課題内容 1 - レコードの先頭から「98], [571, 128]]」を含む行までを、両端の行も含めてそのまま出力してください。画像は出力から除いてください。

__________

今回はマクロ派ダイバーの後輩と一緒に潜ったので、アケボノハゼを狙いに水深30mまで降りて行きます。
あっちにもこっちにも!といった感じに合計8個体くらいアケボノハゼがいます。
探せば、もっと余裕で見つかるハズ。
ワイドレンズしか持っていない僕は、後輩の寺島君が楽しそうにアケボノハゼを撮っているのを横目にボーっとアケボノハゼを観察します。
あ、魚眼レンズで撮ってみました(笑)
遠いですが大きめのアケボノハゼが中央に2個体写っているのわかりますか??
無理矢理ですので、寺島君が撮ってくれた写真がこちら!
すっごい!キレイ!
うらやましい・・・。
次はマクロも持って来ようと決意しました!
次はソフトコーラルゾーンへ!
ピンクのトサカが群生しているゾーンにはタテジマヤッコやスミレナガハナダイなんかが群れています。
ハナゴンベのちびがいたり、ワイドに撮ってもマクロに撮っても面白そうなポイントですね。
このまま、ゆっくり深度をあげていくと・・・
なんと1mはあろうかというアカウミガメが登場しました!
アオウミガメやタイマイは沖縄ではよく見れますが、アカウミガメは珍しい。

__________

課題内容 2 -
次の (a)〜(c) がダイビングの文書抜粋の内容と一致するかを、それぞれ「はい」か「いいえ」で答え、判断の根拠となる本文の語句を正確に引用してください。
(a) アケボノハゼを狙って水深30mまで潜った。
(b) 筆者はマクロレンズを持って潜っていた。
(c) アカウミガメは沖縄でよく見られる。

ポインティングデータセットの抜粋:
__________

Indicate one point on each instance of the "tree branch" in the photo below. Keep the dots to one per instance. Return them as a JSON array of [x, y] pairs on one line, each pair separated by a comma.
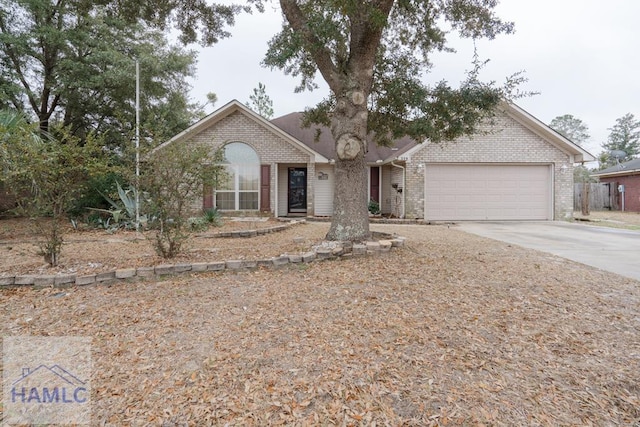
[[321, 55]]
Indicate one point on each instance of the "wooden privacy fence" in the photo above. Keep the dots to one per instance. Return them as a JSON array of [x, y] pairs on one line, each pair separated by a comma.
[[600, 194]]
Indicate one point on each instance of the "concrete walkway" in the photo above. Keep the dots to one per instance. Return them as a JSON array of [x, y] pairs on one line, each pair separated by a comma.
[[609, 249]]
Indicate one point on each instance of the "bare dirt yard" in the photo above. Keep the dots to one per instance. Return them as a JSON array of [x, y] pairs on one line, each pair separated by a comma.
[[453, 329], [615, 219]]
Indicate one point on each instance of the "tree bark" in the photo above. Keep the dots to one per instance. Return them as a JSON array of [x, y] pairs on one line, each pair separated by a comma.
[[350, 220]]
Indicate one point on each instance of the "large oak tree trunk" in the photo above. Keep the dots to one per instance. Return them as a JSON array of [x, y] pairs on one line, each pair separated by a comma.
[[350, 221]]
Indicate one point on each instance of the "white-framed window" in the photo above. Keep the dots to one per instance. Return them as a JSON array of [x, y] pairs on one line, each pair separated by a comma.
[[240, 190]]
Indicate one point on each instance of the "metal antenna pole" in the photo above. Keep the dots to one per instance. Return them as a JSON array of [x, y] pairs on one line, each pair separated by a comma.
[[137, 145]]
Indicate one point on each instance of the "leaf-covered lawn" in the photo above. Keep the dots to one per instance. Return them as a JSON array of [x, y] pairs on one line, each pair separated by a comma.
[[452, 330]]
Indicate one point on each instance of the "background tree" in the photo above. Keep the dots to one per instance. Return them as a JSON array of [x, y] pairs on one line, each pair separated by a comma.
[[46, 176], [624, 136], [260, 102], [374, 55], [74, 63], [212, 98], [571, 128]]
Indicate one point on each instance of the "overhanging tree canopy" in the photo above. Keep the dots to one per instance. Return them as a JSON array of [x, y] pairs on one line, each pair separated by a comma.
[[374, 54]]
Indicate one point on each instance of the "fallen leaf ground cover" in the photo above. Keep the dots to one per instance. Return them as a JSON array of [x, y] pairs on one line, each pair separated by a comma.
[[452, 329]]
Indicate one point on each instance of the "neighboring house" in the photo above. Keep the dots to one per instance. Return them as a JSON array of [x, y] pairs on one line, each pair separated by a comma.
[[516, 168], [627, 174]]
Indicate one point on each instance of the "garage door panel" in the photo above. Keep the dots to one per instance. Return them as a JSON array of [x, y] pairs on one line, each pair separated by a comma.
[[487, 192]]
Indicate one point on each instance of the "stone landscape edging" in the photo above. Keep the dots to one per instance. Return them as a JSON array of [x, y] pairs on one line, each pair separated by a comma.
[[339, 250]]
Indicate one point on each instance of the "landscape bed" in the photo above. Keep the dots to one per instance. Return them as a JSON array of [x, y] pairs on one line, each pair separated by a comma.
[[451, 329]]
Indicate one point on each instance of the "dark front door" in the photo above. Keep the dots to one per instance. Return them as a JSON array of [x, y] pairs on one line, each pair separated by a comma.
[[297, 190], [374, 187]]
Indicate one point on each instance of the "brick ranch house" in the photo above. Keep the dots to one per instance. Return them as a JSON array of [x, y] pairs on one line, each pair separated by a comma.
[[516, 168], [627, 174]]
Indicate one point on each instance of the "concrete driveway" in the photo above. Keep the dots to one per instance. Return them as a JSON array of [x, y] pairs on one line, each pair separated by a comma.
[[614, 250]]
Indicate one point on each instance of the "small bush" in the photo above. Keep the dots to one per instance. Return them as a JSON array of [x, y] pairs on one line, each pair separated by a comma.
[[213, 217]]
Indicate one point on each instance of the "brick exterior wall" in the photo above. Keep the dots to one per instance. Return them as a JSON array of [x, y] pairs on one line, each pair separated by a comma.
[[503, 141], [631, 191], [271, 149]]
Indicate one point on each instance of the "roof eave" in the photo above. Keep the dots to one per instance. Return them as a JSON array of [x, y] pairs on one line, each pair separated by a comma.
[[230, 108], [580, 155]]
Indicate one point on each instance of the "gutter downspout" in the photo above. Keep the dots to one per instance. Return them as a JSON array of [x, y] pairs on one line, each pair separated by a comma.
[[404, 187]]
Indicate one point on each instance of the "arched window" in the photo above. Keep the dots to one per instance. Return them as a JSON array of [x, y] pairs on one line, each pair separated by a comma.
[[241, 188]]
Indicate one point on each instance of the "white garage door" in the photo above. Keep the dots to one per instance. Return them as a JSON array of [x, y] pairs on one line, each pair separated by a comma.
[[487, 192]]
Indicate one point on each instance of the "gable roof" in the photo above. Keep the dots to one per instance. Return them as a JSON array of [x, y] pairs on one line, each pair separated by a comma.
[[580, 155], [233, 107], [319, 138], [632, 167], [405, 147]]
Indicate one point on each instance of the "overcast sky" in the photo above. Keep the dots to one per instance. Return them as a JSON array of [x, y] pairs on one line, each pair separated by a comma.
[[581, 56]]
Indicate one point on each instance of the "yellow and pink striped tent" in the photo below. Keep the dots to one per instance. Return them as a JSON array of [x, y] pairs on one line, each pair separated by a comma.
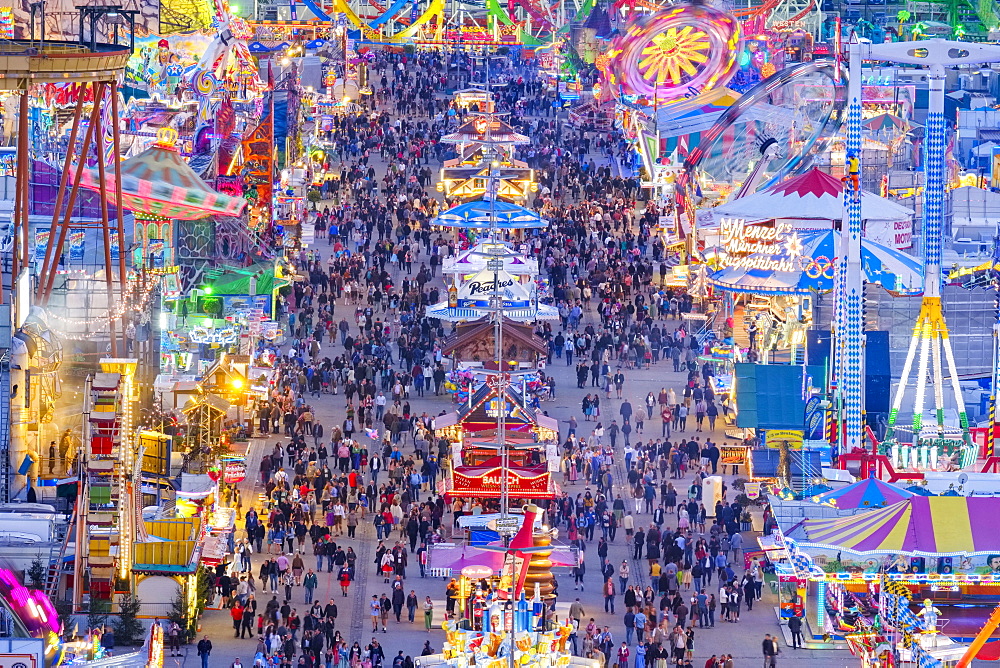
[[920, 525]]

__________

出力全文 1 -
Indicate one point on each instance of the "tree branch" in the photo below. Keep the dots to one per instance. Return them as a JSON array of [x, y] pairs on one line, each pair separated by a comma.
[[321, 55]]
Indicate one point on each instance of the "wooden privacy fence" in the photo above. Keep the dots to one per instance. Return them as a JSON array of [x, y] pairs on one line, each pair separated by a comma.
[[600, 194]]
Indicate one point on each instance of the "concrete walkway" in the photo above. Keep the dots to one per instance. Return them as a JSON array of [x, y] pairs on one line, each pair separated by a comma.
[[609, 249]]
Indicate one point on each instance of the "bare dirt yard" in the photo above. Keep the dots to one per instance. Return them as a JSON array of [x, y] pairs on one line, each pair separated by a comma.
[[453, 329], [615, 219]]
Indicate one point on each instance of the "tree bark" in the photo above. Keep the dots to one per instance. Return them as a JSON array of [x, y] pairs on one line, each pair separated by a comma.
[[350, 220]]
Indicate one point on each instance of the "large oak tree trunk" in the photo above. Keep the dots to one per instance. Return them as a JSON array of [x, y] pairs on one line, each pair separated by a comma.
[[350, 221]]
Indicate one point on each instance of the "white-framed window" in the photo above. Keep the dots to one per instance. Return them as a JSON array of [x, y] pairs on one line, each pair separated by a comma.
[[240, 190]]
Indicate one point on each instance of the "metal antenna pole" in the photo above. Keep the dots to one per instance. Return them as a JSON array of [x, y] pairs on one line, each pair separated by a comma.
[[137, 145]]
Indicate one point on each instance of the "leaf-covered lawn" in the photo above. Keep the dots to one per instance. Return them as a JSON array of [x, y] pairs on one line, each pair separated by a comma.
[[452, 330]]
Indicate one point on each instance of the "background tree" in the photo above. Keep the dots to one per instance. Return them as a JSON array of [x, y] pairs on one line, each pair separated by a comma.
[[46, 176], [624, 136], [260, 102], [374, 55], [74, 63], [212, 98], [571, 128]]

出力全文 2 -
(a) はい。「アケボノハゼを狙いに水深30mまで降りて行きます」
(b) いいえ。「ワイドレンズしか持っていない僕は」
(c) いいえ。「アカウミガメは珍しい」